** Begin SOURCE **

Rarely do the pearls that follow these statements prove to be insightful or helpful.

We see this all too aften in the golf world, where certain club members or individuals have dogmatic opinions; often sweeping and absolutist views fuelled by “a little knowledge.”

The cliched example in golf is the “my front lawn” versus the golf course comparison.

It should be obvious to state that just because someone has some experience and “knowledge” in maintaining their lawn, it does not in any respect make them qualified to advise a Head Greenkeeper or Course Manager on what is required to produce a quality golf course.

Comparing your garden to a golf course is like comparing your local swimming pool to the sea.

There are clearly some very basic similarities, but the context and the scale of the comparison points could not be much further apart.

When you have a hammer in your hand, everything looks like a nail – members often take a very linear view of what is a complex issue and see only the simplistic answer. Even when driven by the best of intentions, actions that are influenced as a result can have destructive consequences for any business.

** End SOURCE **

#### DIRECTIVE A
Locate each line in the records that includes the word "running", and copy those lines.
The golf course passage and the records have nothing to do with each other.

** Begin SUPPLIED INFORMATION **

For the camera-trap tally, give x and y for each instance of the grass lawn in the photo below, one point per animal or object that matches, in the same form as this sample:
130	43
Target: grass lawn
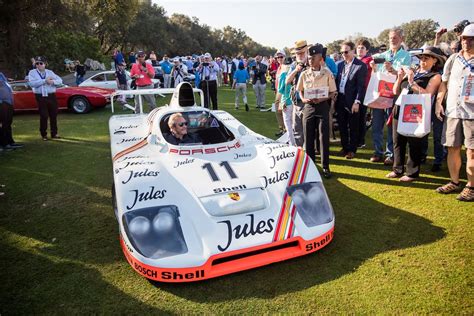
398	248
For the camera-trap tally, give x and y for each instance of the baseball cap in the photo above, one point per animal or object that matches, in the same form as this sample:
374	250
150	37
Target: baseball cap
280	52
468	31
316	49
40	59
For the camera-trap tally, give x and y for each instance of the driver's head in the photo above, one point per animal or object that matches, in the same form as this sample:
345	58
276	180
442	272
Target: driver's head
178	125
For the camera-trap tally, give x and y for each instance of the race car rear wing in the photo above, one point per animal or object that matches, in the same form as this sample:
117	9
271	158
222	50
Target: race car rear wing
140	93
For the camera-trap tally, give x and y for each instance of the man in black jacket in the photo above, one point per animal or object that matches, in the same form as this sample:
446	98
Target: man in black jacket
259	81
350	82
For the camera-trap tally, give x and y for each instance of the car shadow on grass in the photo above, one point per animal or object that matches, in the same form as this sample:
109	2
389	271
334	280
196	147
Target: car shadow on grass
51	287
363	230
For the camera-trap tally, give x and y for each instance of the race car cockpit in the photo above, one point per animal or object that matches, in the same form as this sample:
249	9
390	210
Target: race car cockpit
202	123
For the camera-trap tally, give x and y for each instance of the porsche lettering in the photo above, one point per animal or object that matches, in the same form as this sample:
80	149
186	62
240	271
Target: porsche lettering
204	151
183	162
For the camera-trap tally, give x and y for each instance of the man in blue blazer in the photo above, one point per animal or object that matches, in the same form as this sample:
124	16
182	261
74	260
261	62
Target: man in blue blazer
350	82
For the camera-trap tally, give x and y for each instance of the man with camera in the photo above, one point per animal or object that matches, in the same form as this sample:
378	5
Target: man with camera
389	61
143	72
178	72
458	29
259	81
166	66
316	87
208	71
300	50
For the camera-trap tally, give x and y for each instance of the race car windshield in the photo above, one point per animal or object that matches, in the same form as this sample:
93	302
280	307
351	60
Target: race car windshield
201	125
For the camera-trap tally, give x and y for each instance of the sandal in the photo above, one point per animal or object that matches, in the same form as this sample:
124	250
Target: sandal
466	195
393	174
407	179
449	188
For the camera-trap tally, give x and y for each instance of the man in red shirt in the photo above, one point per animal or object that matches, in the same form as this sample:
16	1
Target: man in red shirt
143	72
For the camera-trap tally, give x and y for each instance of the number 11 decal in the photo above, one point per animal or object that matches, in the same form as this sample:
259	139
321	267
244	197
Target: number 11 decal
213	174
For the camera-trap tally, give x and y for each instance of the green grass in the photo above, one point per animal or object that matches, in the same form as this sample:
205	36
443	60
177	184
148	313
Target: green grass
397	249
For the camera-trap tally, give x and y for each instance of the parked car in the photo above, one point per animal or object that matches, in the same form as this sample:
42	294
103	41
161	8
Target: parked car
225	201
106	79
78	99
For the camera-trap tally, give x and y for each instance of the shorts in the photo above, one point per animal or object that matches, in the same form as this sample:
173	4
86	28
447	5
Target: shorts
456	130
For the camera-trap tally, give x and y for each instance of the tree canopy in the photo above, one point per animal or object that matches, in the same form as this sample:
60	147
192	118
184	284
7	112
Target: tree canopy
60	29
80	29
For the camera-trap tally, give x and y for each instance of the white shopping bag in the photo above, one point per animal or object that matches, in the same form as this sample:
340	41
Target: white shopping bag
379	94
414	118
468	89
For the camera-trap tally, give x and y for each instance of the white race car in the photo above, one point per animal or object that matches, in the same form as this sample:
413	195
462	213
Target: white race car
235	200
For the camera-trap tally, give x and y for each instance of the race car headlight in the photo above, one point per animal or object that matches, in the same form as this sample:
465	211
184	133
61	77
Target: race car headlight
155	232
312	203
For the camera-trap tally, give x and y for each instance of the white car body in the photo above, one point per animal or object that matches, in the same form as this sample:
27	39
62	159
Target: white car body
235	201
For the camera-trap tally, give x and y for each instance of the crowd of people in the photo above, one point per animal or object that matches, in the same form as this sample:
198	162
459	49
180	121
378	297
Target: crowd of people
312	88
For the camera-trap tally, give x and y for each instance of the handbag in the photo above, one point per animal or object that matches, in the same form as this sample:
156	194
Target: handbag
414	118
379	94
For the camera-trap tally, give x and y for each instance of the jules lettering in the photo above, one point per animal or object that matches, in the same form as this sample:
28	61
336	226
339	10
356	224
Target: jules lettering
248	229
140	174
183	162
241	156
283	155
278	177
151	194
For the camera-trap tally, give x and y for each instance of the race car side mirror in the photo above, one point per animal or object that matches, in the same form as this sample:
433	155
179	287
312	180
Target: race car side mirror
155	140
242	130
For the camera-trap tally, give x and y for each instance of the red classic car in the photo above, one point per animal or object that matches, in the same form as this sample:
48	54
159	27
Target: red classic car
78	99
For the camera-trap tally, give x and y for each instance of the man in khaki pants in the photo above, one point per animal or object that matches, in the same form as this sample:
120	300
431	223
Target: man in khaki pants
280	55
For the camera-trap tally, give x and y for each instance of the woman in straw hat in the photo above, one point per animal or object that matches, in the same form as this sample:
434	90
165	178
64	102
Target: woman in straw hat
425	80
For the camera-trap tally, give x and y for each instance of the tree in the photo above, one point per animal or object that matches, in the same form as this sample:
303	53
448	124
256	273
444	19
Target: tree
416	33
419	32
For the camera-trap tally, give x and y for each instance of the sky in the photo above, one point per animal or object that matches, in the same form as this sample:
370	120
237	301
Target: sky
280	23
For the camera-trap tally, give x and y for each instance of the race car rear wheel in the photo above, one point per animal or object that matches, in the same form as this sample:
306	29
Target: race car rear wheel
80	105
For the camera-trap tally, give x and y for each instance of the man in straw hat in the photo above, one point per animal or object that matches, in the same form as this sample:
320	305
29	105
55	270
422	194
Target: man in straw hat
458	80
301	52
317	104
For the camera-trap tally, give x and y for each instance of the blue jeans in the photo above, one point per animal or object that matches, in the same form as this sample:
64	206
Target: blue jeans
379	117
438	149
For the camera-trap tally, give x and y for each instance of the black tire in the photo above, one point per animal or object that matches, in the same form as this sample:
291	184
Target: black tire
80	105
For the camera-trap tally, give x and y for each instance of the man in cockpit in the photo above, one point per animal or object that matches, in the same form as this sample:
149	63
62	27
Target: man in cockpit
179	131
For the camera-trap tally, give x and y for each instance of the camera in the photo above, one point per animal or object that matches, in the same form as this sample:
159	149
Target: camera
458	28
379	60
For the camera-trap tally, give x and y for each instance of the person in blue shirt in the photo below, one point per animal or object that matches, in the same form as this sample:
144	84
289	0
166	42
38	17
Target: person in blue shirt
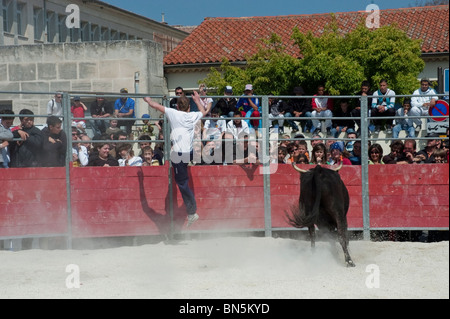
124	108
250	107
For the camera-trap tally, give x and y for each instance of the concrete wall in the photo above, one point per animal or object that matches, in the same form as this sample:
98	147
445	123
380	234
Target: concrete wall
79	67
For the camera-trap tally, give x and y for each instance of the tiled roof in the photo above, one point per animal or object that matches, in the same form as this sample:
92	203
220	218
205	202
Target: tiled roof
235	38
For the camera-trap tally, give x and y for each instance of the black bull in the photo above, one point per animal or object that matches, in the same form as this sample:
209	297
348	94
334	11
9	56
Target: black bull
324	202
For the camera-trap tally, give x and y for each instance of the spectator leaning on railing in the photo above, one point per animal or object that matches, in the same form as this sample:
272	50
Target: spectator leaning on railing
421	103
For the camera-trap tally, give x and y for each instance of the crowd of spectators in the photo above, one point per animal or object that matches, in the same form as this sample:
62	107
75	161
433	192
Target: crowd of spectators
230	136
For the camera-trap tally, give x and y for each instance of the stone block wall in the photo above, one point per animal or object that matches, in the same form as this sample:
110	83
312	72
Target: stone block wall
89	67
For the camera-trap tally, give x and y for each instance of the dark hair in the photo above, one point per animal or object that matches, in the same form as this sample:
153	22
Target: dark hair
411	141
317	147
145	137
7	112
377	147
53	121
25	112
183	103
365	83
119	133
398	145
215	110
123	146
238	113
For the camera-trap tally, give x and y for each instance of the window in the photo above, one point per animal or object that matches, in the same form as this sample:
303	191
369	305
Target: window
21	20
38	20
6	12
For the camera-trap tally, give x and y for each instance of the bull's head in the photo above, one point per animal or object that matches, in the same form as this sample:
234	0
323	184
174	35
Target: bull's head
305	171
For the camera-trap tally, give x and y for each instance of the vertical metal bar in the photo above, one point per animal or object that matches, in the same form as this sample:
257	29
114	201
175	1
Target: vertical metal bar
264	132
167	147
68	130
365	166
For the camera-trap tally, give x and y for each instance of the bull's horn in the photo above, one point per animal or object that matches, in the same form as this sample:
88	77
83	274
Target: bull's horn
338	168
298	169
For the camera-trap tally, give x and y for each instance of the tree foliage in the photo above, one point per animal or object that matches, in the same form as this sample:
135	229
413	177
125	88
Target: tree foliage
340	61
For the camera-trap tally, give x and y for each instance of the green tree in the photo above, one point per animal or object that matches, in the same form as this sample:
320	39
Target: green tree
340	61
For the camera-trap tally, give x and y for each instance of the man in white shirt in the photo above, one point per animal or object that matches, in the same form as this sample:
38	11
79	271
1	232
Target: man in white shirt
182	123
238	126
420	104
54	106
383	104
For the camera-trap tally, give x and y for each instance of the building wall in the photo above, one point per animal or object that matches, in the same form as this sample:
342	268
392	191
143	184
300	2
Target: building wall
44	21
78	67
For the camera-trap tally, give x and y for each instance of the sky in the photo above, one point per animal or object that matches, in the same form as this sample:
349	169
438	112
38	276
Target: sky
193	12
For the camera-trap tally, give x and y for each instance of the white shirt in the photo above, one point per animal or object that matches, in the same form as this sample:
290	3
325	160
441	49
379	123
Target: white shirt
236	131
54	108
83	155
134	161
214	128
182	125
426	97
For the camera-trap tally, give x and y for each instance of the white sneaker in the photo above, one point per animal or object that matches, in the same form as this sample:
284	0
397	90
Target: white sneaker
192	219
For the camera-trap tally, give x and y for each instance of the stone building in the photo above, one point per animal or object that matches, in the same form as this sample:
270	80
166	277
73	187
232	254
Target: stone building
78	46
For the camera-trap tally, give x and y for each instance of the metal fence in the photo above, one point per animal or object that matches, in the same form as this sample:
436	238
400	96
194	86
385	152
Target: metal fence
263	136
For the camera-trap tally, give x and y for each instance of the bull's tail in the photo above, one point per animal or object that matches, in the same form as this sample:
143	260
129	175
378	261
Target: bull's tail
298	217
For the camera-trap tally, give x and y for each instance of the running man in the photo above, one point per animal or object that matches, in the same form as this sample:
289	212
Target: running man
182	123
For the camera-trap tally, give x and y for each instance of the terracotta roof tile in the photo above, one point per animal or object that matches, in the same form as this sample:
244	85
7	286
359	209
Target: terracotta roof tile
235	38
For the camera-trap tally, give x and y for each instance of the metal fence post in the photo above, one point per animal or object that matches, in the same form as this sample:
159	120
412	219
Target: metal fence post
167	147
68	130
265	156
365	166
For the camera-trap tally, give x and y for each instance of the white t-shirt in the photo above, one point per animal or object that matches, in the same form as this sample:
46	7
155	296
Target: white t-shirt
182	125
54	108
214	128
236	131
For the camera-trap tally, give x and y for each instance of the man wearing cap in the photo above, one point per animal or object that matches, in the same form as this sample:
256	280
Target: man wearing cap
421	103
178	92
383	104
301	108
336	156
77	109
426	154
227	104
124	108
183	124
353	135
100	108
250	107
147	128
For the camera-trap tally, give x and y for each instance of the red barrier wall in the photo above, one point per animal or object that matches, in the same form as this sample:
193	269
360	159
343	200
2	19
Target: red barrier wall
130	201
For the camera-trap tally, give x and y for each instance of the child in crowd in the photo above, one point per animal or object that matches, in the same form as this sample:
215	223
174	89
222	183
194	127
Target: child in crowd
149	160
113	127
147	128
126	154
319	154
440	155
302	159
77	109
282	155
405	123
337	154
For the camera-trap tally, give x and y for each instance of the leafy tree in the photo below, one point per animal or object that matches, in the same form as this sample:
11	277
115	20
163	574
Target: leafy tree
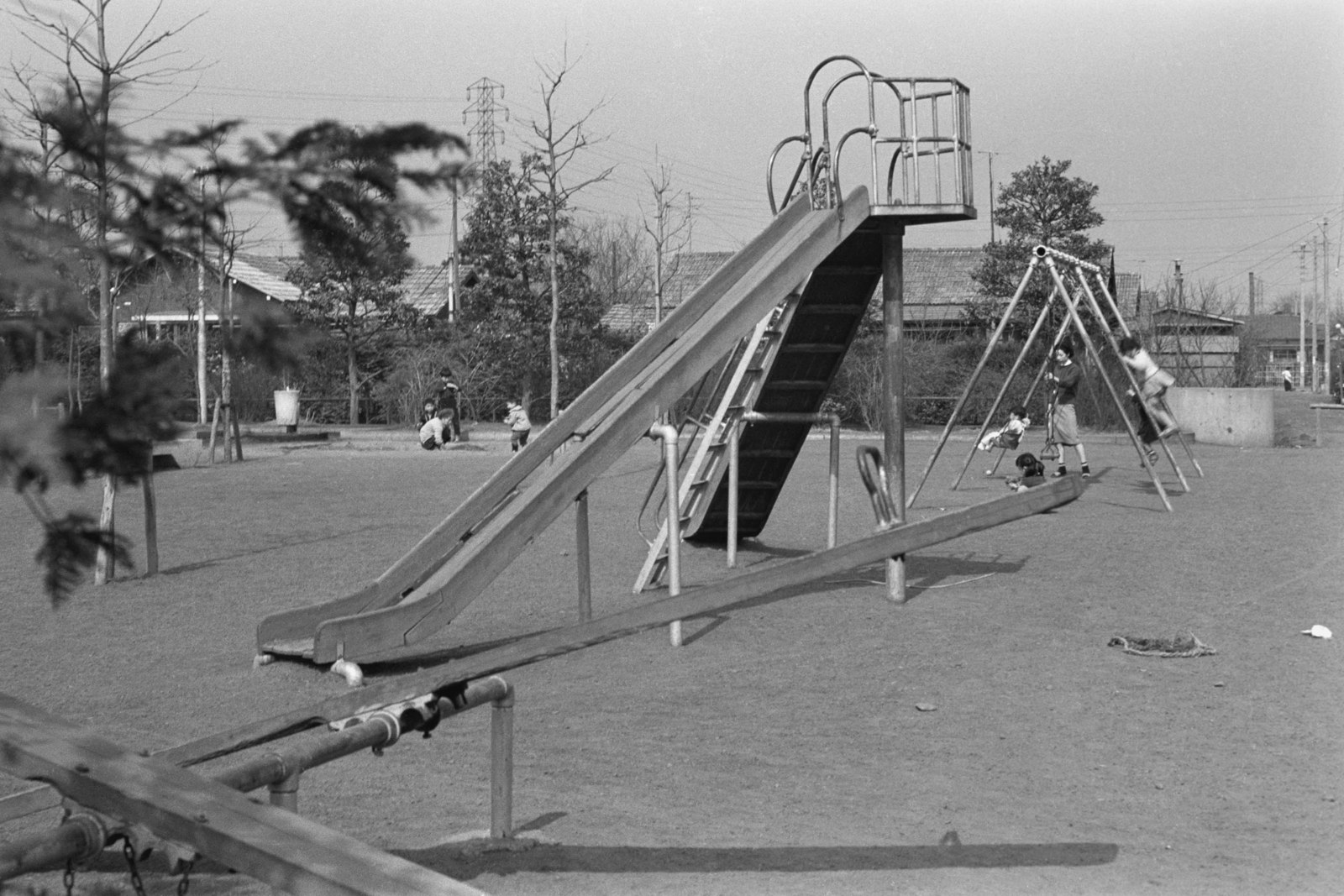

** End SUPPLIED INFORMATION **

#### DIRECTIVE B
Rewrite the paragraph of the golf course passage that begins "When you have a hammer in your hand" in fewer words, keeping its main points.

#### CORRECT RESPONSE A
For the camera-trap tally, give x and y for each instance of the running man in the photo above, one point per animal or object that matches, in the same form as this sample:
Target: running man

#### CORRECT RESPONSE B
Members often treat a complex issue narrowly, as if every problem were a nail for their hammer, and see only the simplistic answer. Actions shaped by that view can have destructive consequences for any business, even when well meant.